= 課題の目的 =
全国新酒鑑評会の記事から、次の一文を英語に訳してください：「史上初の10連覇となるか注目されていた福島県は14点で5位でした。」

= 読解用抜粋 =
_____
全国新酒鑑評会 山形県が金賞数1位に 福島県の10連覇ならず

各地の酒蔵が日本酒のできを競う全国新酒鑑評会の結果が24日発表され、特に優れた金賞に山形県から20点が選ばれ、都道府県別の受賞数で1位となりました。
史上初の10連覇となるか注目されていた福島県は14点で5位でした。

「全国新酒鑑評会」は、広島県東広島市にある独立行政法人酒類総合研究所が日本酒の製造技術と品質の向上のため明治時代から開いている唯一の全国規模の日本酒の鑑評会で、111回目のことしは818点が出品されました。

先月から今月にかけて行われた審査の結果が24日午前10時に発表され、「入賞」に394点が選ばれ、このうち特に優れた「金賞」に218点が選ばれました。
_____
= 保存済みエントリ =

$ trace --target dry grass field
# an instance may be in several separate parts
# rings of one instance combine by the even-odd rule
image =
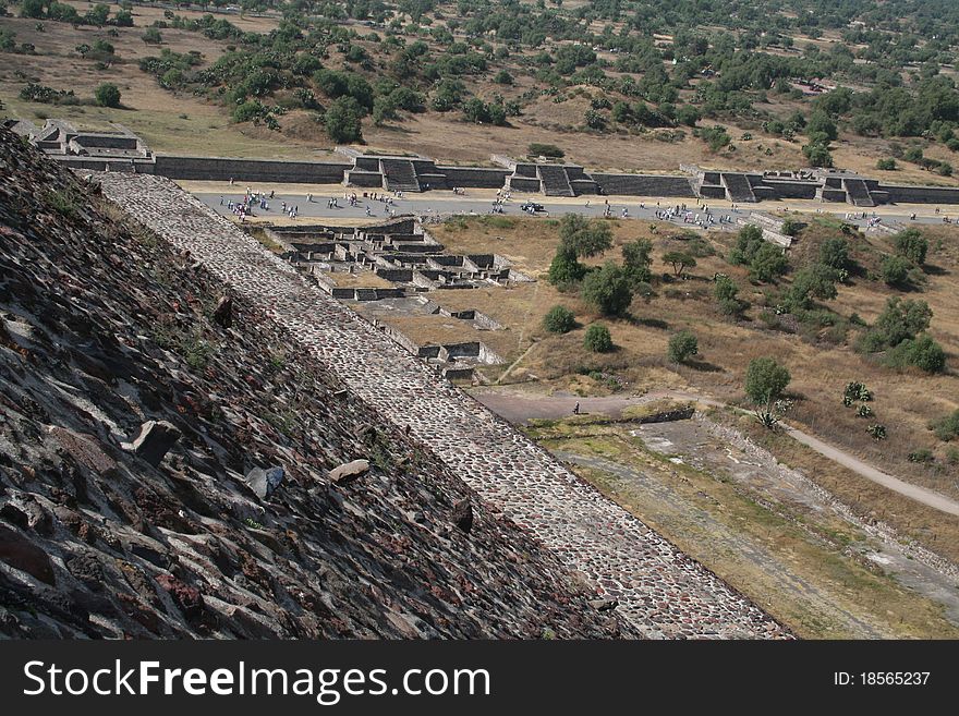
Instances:
[[[810,221],[793,250],[793,266],[808,262],[818,243],[837,231],[816,223],[815,218]],[[671,272],[660,260],[663,253],[688,243],[676,238],[680,233],[678,226],[660,222],[653,233],[653,224],[645,221],[614,220],[611,224],[615,247],[592,263],[606,258],[621,260],[619,246],[645,236],[655,246],[654,275],[661,276]],[[890,295],[926,301],[934,313],[931,333],[949,354],[951,367],[942,375],[897,373],[863,357],[849,345],[858,332],[855,328],[850,328],[845,338],[828,328],[798,332],[767,328],[758,315],[769,301],[766,293],[772,287],[752,286],[743,268],[730,266],[723,258],[735,241],[732,233],[706,234],[705,240],[716,255],[699,258],[689,280],[660,282],[652,300],[636,299],[629,318],[600,318],[576,294],[561,293],[545,280],[511,289],[439,292],[437,300],[451,307],[478,308],[508,326],[513,344],[503,357],[509,363],[520,356],[522,360],[506,381],[529,380],[532,376],[547,389],[608,391],[605,383],[578,375],[594,369],[619,376],[627,390],[689,387],[737,402],[744,400],[742,383],[749,362],[763,355],[776,356],[792,374],[789,390],[796,404],[791,421],[867,462],[956,497],[959,466],[948,463],[948,446],[938,441],[926,425],[959,408],[959,231],[951,227],[927,231],[932,247],[927,283],[921,292],[903,293],[861,276],[841,284],[838,298],[827,305],[845,318],[855,313],[872,321]],[[520,269],[541,277],[557,243],[556,222],[543,219],[462,219],[448,222],[434,233],[451,252],[499,253]],[[884,234],[860,234],[851,244],[854,258],[866,271],[878,265],[883,253],[891,251],[890,240]],[[735,321],[717,310],[709,280],[717,271],[733,277],[740,286],[740,298],[751,304],[742,320]],[[786,277],[782,284],[789,282]],[[541,321],[556,304],[572,308],[580,328],[563,336],[547,333]],[[594,320],[609,326],[618,347],[615,352],[602,355],[583,348],[584,327]],[[670,335],[681,329],[697,336],[700,354],[691,365],[677,366],[668,362],[666,347]],[[857,417],[854,411],[842,406],[842,390],[850,380],[863,381],[875,391],[873,421],[887,426],[888,439],[873,440],[865,430],[873,421]],[[910,452],[922,448],[935,453],[934,464],[908,460]]]
[[[78,12],[85,13],[94,3],[72,0]],[[116,3],[111,9],[116,11]],[[108,36],[108,28],[92,26],[72,27],[65,23],[45,22],[44,32],[37,32],[36,22],[19,17],[4,17],[2,24],[16,33],[19,43],[36,46],[36,56],[8,56],[9,62],[0,68],[0,99],[8,113],[31,120],[46,117],[68,119],[84,128],[96,129],[111,122],[122,123],[141,134],[154,150],[166,154],[199,154],[208,156],[305,158],[325,159],[335,144],[327,137],[321,124],[304,110],[291,110],[279,118],[281,131],[272,132],[250,123],[235,124],[229,117],[229,108],[194,97],[187,92],[172,93],[161,89],[154,77],[141,72],[139,59],[158,54],[161,49],[175,52],[199,51],[207,66],[227,49],[228,43],[210,40],[198,33],[172,28],[162,29],[161,46],[147,45],[142,39],[143,28],[162,20],[162,9],[134,7],[135,27],[114,28],[116,36]],[[198,17],[204,13],[177,11],[185,17]],[[217,17],[229,20],[246,32],[268,33],[279,23],[278,16],[252,17],[222,13]],[[372,32],[360,23],[350,23],[360,35]],[[82,59],[74,47],[108,39],[117,48],[119,60],[111,66],[97,70],[90,60]],[[668,40],[668,37],[661,39]],[[825,37],[815,44],[828,49],[835,38]],[[369,44],[373,47],[374,44]],[[437,48],[441,49],[441,48]],[[331,47],[328,66],[342,65],[342,56]],[[517,66],[517,62],[532,50],[517,53],[517,59],[493,61],[491,72],[506,69],[513,73],[514,85],[503,86],[488,77],[470,80],[470,92],[489,99],[495,94],[507,100],[518,99],[542,87],[539,83]],[[607,59],[611,59],[610,56]],[[384,62],[384,58],[377,58]],[[610,76],[616,76],[610,71]],[[57,89],[73,89],[80,97],[88,98],[102,82],[112,82],[122,93],[123,109],[93,106],[49,106],[21,100],[17,95],[27,81],[38,82]],[[683,96],[693,90],[684,89]],[[706,144],[692,135],[689,128],[602,134],[586,131],[584,113],[593,97],[600,95],[595,87],[570,87],[558,96],[542,95],[529,102],[523,113],[510,118],[508,126],[471,124],[461,113],[426,112],[405,114],[402,121],[375,125],[369,118],[363,122],[366,148],[392,153],[420,153],[442,161],[454,163],[487,163],[490,154],[523,156],[533,142],[547,142],[561,146],[567,160],[594,170],[640,172],[675,172],[680,162],[697,163],[715,169],[740,169],[761,171],[767,169],[792,170],[805,166],[802,141],[787,142],[766,134],[758,122],[740,121],[737,125],[705,121],[703,125],[726,126],[731,144],[719,153],[712,153]],[[788,98],[770,99],[757,104],[757,109],[786,116],[796,109],[808,111],[804,104]],[[752,138],[744,139],[749,132]],[[862,173],[877,174],[875,163],[890,155],[889,143],[843,134],[834,144],[834,156],[839,167]],[[950,153],[936,145],[927,156],[950,160]],[[895,172],[882,172],[884,179],[902,183],[934,183],[957,185],[959,179],[945,178],[922,171],[918,166],[899,162]]]

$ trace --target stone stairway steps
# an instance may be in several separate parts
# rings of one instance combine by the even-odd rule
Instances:
[[[756,201],[756,195],[753,193],[753,187],[750,185],[745,174],[723,172],[721,182],[726,187],[726,195],[730,202]]]
[[[391,192],[418,192],[416,168],[409,159],[380,159],[379,168],[386,177],[386,187]]]

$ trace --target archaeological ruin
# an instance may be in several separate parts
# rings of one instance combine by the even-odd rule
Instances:
[[[833,169],[737,172],[680,166],[679,174],[591,172],[578,165],[493,155],[488,167],[439,165],[420,155],[363,154],[339,147],[342,161],[228,159],[153,154],[142,138],[119,126],[86,132],[60,120],[43,128],[11,120],[10,129],[73,169],[156,174],[174,180],[344,184],[391,192],[454,187],[507,189],[546,196],[659,196],[727,199],[818,199],[875,207],[883,204],[959,204],[959,187],[888,184]]]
_____
= 演習の結果 =
Fukushima Prefecture, which had drawn attention as to whether it would achieve an unprecedented tenth consecutive win, placed fifth with 14 entries.